_Exercise instructions_:
Repeat exactly, and only, the lines from the one holding "of the snowy" through the last line of the records below.

_Dataset extract_:
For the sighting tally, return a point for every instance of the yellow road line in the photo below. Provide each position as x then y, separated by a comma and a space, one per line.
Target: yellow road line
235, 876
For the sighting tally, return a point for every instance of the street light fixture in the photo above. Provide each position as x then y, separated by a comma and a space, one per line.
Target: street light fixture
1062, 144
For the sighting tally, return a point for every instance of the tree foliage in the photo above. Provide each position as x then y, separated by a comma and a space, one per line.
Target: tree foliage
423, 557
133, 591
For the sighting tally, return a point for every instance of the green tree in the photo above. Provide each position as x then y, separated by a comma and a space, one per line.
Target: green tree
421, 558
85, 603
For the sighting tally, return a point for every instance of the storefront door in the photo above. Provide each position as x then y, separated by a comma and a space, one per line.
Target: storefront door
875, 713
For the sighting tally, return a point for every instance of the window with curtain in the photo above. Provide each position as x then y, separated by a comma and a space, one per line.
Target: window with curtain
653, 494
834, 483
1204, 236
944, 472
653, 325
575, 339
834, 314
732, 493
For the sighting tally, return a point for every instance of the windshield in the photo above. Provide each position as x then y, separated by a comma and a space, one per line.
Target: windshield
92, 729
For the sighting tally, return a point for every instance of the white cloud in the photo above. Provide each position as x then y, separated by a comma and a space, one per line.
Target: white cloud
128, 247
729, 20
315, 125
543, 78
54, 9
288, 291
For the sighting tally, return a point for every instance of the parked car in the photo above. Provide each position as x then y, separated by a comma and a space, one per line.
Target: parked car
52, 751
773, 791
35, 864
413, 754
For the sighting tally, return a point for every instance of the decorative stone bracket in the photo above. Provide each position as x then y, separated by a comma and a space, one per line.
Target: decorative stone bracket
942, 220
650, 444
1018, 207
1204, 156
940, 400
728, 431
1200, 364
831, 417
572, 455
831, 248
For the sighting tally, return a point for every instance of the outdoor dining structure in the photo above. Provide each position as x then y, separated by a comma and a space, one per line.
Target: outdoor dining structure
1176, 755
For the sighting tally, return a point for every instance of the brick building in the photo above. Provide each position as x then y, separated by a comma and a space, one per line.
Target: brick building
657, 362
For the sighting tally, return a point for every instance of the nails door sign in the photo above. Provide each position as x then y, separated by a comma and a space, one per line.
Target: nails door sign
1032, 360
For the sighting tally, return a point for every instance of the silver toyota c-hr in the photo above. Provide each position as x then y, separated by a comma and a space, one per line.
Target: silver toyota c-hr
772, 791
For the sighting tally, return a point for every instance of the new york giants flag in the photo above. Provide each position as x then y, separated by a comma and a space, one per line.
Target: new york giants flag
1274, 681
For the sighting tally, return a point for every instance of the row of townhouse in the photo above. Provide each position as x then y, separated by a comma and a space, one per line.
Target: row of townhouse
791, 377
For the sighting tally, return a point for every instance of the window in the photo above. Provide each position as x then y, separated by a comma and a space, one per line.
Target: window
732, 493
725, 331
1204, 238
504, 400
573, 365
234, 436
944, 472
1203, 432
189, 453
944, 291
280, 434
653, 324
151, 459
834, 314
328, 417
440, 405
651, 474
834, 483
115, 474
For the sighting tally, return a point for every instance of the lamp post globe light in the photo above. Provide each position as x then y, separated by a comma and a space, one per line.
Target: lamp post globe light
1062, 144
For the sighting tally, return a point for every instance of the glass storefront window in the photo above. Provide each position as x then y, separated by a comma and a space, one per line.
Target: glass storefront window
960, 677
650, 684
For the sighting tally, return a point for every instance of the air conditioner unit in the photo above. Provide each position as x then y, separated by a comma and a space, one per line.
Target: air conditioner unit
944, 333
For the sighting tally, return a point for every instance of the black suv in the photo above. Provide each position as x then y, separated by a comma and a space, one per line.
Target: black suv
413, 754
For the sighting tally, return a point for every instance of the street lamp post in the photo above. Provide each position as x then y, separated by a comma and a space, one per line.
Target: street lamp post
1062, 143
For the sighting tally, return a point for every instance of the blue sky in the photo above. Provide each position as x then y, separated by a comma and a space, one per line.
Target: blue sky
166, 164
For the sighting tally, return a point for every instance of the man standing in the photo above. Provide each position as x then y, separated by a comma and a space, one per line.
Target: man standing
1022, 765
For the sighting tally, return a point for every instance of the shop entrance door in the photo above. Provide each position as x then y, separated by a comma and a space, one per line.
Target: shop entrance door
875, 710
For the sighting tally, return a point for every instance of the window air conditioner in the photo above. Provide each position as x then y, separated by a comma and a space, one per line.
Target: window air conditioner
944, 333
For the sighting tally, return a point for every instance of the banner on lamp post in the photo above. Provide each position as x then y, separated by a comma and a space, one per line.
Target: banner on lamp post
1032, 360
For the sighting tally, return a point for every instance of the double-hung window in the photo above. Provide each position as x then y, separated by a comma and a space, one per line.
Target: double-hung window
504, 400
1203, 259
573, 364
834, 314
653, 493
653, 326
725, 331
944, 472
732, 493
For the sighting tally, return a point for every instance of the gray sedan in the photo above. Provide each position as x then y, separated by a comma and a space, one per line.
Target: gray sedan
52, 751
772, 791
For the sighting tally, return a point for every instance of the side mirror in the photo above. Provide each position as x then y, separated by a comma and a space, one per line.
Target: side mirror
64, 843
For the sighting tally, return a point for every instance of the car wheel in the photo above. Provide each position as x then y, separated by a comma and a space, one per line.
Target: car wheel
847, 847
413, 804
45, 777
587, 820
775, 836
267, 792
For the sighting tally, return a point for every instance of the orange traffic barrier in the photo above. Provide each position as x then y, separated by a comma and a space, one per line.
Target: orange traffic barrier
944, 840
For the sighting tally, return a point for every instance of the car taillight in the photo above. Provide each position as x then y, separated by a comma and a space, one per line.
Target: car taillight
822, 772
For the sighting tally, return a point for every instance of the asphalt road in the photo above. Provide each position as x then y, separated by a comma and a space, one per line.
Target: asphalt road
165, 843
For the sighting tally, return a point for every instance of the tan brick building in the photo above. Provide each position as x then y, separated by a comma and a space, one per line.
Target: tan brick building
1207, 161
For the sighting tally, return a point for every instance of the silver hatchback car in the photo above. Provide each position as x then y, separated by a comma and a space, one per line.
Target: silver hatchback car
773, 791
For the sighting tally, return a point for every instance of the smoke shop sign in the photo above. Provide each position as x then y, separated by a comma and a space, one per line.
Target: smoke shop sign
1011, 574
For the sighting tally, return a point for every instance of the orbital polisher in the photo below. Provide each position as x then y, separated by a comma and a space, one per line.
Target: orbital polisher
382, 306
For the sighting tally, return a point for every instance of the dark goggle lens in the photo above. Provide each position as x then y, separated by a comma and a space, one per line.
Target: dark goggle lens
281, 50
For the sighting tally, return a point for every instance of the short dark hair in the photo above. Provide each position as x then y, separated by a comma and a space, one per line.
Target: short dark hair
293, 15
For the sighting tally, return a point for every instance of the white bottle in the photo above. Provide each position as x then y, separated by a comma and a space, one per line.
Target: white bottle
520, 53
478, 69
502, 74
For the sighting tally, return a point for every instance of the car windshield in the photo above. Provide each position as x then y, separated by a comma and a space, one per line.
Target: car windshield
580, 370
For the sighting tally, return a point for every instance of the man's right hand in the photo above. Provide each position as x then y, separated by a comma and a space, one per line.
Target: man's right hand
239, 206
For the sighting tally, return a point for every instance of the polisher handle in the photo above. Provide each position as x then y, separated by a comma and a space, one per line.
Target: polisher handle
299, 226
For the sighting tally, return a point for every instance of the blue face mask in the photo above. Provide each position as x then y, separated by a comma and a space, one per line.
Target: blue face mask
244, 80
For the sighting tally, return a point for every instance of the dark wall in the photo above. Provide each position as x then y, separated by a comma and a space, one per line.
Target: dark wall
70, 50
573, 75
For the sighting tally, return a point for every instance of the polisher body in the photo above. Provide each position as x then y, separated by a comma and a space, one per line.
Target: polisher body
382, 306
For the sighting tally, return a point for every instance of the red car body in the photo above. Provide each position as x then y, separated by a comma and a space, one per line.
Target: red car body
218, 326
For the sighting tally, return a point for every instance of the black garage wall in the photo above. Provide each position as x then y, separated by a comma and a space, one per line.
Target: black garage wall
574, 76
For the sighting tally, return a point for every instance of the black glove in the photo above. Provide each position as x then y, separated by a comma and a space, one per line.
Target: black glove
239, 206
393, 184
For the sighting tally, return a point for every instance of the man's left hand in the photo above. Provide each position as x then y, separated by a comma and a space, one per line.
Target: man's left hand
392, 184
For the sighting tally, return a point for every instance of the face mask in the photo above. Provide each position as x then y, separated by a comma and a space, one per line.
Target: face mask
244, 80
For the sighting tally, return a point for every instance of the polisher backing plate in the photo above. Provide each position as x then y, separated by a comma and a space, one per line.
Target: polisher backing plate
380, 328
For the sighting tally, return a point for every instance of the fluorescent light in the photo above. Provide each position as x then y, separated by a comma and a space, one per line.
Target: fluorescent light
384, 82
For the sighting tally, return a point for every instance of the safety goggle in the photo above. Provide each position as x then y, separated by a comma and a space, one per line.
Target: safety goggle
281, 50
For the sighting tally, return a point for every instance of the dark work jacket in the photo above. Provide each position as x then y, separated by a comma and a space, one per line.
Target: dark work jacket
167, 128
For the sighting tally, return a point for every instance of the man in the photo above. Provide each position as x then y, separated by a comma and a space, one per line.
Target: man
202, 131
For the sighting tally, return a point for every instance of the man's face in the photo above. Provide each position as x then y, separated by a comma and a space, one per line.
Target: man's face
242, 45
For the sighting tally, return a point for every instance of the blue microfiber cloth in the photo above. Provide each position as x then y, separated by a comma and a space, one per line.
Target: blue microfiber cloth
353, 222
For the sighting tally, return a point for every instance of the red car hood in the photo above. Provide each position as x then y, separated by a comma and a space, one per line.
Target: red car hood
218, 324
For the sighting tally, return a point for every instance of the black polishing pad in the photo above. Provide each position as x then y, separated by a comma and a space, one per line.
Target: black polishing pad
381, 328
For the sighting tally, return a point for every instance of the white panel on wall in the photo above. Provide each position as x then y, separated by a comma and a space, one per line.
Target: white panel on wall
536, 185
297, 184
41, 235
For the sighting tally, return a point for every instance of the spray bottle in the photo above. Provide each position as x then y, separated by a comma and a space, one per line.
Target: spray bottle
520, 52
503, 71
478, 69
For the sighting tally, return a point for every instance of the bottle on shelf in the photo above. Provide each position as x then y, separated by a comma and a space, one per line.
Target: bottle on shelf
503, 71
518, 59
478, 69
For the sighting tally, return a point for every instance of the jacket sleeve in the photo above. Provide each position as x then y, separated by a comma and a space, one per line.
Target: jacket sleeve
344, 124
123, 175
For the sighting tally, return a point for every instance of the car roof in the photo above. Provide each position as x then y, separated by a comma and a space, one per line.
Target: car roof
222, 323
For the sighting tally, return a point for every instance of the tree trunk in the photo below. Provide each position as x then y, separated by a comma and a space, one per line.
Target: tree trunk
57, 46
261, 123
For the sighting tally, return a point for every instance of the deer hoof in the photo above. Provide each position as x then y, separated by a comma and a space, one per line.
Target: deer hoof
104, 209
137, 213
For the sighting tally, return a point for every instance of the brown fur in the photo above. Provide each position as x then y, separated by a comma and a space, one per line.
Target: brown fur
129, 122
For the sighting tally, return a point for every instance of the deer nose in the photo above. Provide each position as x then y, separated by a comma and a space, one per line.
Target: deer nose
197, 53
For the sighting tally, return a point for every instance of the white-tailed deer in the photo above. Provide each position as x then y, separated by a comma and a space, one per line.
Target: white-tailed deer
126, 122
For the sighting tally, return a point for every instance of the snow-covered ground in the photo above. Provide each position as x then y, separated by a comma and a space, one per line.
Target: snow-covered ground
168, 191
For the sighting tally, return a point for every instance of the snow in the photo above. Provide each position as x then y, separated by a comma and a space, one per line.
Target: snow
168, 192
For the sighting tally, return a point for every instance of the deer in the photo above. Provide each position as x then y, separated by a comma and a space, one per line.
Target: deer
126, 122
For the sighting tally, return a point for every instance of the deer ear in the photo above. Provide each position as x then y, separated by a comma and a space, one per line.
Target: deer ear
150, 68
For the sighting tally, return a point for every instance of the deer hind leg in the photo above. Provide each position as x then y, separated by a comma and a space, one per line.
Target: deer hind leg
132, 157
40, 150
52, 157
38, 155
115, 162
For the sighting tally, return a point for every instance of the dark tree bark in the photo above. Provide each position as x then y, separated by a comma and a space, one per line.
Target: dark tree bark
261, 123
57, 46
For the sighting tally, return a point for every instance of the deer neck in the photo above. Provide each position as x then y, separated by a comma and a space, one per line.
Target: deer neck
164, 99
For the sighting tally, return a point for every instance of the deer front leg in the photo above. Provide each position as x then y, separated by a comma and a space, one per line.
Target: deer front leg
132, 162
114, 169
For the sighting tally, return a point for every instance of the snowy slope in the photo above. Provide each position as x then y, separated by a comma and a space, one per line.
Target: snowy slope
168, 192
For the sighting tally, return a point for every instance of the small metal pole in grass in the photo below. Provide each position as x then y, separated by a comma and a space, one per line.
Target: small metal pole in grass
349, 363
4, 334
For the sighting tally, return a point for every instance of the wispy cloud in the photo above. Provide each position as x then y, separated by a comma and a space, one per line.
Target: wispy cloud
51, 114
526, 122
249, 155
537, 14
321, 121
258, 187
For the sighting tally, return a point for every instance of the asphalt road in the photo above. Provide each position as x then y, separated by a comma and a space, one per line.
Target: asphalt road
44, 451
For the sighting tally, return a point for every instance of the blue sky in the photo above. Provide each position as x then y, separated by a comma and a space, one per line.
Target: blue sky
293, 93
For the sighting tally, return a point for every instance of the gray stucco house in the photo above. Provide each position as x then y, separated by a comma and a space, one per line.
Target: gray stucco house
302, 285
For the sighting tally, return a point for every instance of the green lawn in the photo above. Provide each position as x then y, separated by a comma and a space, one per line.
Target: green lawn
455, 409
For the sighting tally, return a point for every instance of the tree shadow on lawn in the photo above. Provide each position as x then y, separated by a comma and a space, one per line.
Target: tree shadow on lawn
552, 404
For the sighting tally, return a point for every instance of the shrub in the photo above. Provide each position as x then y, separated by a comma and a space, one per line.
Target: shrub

_Written response_:
For the sighting tally, return a point for every instance of the snowy slope in the photo above. Provide each position as x then y, separated by a comma and a space, one per line.
Target: snowy slope
168, 192
For the sighting tally, return a point for every instance of the small metal pole in grass in the photo below. Provide each position as x then y, separated by a comma and a space, one per line.
Target: small metal pole in grass
349, 363
4, 334
For the sighting tally, return a point for every instance of the wispy cloud in the photo above. Provide each position as x then y, separated by a comma and a space, one per line.
Target: wispy cloud
51, 114
526, 122
249, 155
537, 14
321, 121
258, 187
For the sighting tally, return a point for every instance of the asphalt road in the photo above. Provide each position as x then y, separated by a comma and a space, one per line.
Target: asphalt road
44, 451
For the sighting tally, return a point for every instance of the blue sky in the photo above. Provide each position as x then y, separated by a comma and a space, one per line.
Target: blue sky
293, 93
For the sighting tally, return a point for every instance of the gray stucco house in the photo above. Provide each position as x then y, separated by a comma and a space, one per line.
Target: gray stucco house
302, 285
For the sighting tally, return a point for every instance of the green lawn in the photo above. Provide each position as x then y, separated by a comma and a space, one per line.
Target: green lawn
455, 409
For the sighting tally, return a point for every instance of the tree shadow on lawn in the photo above. Provide each position as x then y, separated by a comma and a space, one per line.
Target: tree shadow on lawn
552, 404
For the sighting tally, return a point for every instance of the shrub in the photo above. Provide each position as x then y, separated by a comma and a space, one per line.
Target: shrub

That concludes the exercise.